(Entries from a pointing dataset)
= = = = = = =

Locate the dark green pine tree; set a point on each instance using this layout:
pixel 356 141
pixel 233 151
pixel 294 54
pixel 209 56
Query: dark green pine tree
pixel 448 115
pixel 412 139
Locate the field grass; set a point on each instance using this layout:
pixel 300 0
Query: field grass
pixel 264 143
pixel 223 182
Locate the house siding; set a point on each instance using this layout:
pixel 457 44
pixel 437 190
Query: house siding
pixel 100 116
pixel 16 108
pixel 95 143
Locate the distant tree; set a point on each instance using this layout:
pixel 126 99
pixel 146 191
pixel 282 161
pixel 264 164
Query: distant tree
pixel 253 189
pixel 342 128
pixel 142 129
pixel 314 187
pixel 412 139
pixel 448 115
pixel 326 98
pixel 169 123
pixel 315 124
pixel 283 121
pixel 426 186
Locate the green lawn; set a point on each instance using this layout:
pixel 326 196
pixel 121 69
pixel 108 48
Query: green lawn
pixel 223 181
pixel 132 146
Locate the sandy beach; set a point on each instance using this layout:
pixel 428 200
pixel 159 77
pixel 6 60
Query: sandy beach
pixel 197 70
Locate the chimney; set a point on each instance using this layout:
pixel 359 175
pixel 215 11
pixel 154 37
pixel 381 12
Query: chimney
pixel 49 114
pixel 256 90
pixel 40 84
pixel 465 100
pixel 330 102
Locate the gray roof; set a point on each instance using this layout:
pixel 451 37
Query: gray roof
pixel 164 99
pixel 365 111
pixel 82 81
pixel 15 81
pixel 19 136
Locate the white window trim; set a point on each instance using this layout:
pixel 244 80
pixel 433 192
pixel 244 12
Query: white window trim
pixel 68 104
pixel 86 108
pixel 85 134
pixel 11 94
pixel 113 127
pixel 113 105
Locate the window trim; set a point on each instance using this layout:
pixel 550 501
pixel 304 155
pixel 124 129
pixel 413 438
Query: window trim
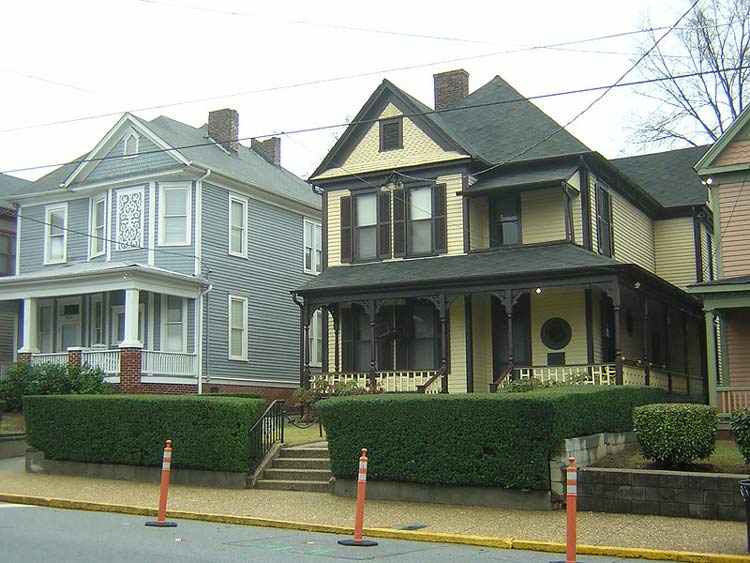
pixel 131 135
pixel 244 355
pixel 93 227
pixel 48 210
pixel 163 188
pixel 244 202
pixel 315 266
pixel 390 121
pixel 163 323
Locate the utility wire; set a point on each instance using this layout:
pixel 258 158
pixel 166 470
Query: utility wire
pixel 607 88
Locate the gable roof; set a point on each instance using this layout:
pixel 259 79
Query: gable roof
pixel 189 145
pixel 10 185
pixel 667 176
pixel 703 166
pixel 492 124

= = = = = = =

◆ **Brief**
Every entry above needs to be retyped exactly; drop the pictures.

◆ **Written solution**
Locate the dark green pine tree; set a point on each instance using this layout:
pixel 356 141
pixel 233 151
pixel 294 54
pixel 209 56
Query: dark green pine tree
pixel 448 115
pixel 412 139
Locate the field grass; set a point on each instance using this layout:
pixel 300 0
Query: field grass
pixel 264 143
pixel 223 182
Locate the house siding; set a point on each instance using this layout:
pixel 457 44
pixel 437 190
Query: house siding
pixel 100 116
pixel 16 108
pixel 95 143
Locate the distant tree; set a point on each instance using this layout:
pixel 126 99
pixel 146 191
pixel 282 161
pixel 264 164
Query: distant tree
pixel 253 189
pixel 342 128
pixel 142 129
pixel 314 187
pixel 412 139
pixel 448 115
pixel 326 98
pixel 169 123
pixel 315 124
pixel 283 121
pixel 426 186
Locate the green lawn; set a point on each instance using this layout:
pixel 326 196
pixel 121 69
pixel 108 48
Query: green lawn
pixel 223 181
pixel 132 146
Locate the sandy beach; set a point on each instance using this layout:
pixel 428 200
pixel 159 77
pixel 6 60
Query: sandy beach
pixel 197 70
Locate the chimney; set a point on each instance using this layout:
pixel 359 175
pixel 215 11
pixel 154 37
pixel 381 12
Query: chimney
pixel 49 114
pixel 256 90
pixel 40 84
pixel 465 100
pixel 330 102
Locate the gray roof; set a point on each instance using this layout:
pixel 451 37
Query: gray roof
pixel 164 99
pixel 365 111
pixel 82 81
pixel 15 81
pixel 19 136
Locate the white window trim; set a point on each instance using this layout:
pixel 244 80
pixel 433 192
pixel 244 12
Query: white window trim
pixel 68 104
pixel 86 108
pixel 85 134
pixel 11 94
pixel 113 127
pixel 113 105
Locate the window trim; set a point on each instance using this layout:
pixel 550 501
pixel 304 155
pixel 124 129
pixel 413 438
Query: window trim
pixel 131 135
pixel 244 355
pixel 93 227
pixel 48 210
pixel 163 188
pixel 244 202
pixel 315 266
pixel 390 121
pixel 163 323
Locate the utility wire; set a point on each instance using this layout:
pixel 258 158
pixel 166 470
Query: utility wire
pixel 607 88
Locate the gable roof; set a point on each instance using this layout:
pixel 259 79
Query: gable roof
pixel 189 145
pixel 10 185
pixel 667 176
pixel 703 166
pixel 492 124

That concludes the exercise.